## PROBLEM REQUIREMENTS
Could you copy everything from the first line of the entries down to the line containing "14L192 24L196 31L206", both included, reproducing each line character for character?
## start
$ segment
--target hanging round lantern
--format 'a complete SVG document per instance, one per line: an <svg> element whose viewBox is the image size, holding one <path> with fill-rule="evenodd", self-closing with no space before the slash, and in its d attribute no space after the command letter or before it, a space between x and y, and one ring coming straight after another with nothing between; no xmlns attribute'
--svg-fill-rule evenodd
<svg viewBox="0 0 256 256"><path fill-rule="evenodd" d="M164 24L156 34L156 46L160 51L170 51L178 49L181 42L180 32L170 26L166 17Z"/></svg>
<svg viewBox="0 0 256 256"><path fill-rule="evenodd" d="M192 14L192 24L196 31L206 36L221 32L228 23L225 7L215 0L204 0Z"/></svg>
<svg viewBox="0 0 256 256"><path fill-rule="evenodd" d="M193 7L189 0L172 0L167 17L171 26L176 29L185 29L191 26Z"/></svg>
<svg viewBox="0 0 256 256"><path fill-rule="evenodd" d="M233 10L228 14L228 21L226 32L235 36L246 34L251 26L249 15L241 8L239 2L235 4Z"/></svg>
## end
## RESPONSE TO THE EXERCISE
$ segment
--target hanging round lantern
--format 'a complete SVG document per instance, one per line: an <svg> element whose viewBox is the image size, holding one <path> with fill-rule="evenodd", self-closing with no space before the slash, and in its d attribute no space after the command letter or before it, a space between x and y, and one ring coming straight after another with nothing between; no xmlns attribute'
--svg-fill-rule evenodd
<svg viewBox="0 0 256 256"><path fill-rule="evenodd" d="M164 24L156 34L156 46L160 51L170 51L178 49L181 42L180 32L170 26L166 17Z"/></svg>
<svg viewBox="0 0 256 256"><path fill-rule="evenodd" d="M192 14L192 24L196 31L206 36L221 32L228 23L225 7L215 0L204 0Z"/></svg>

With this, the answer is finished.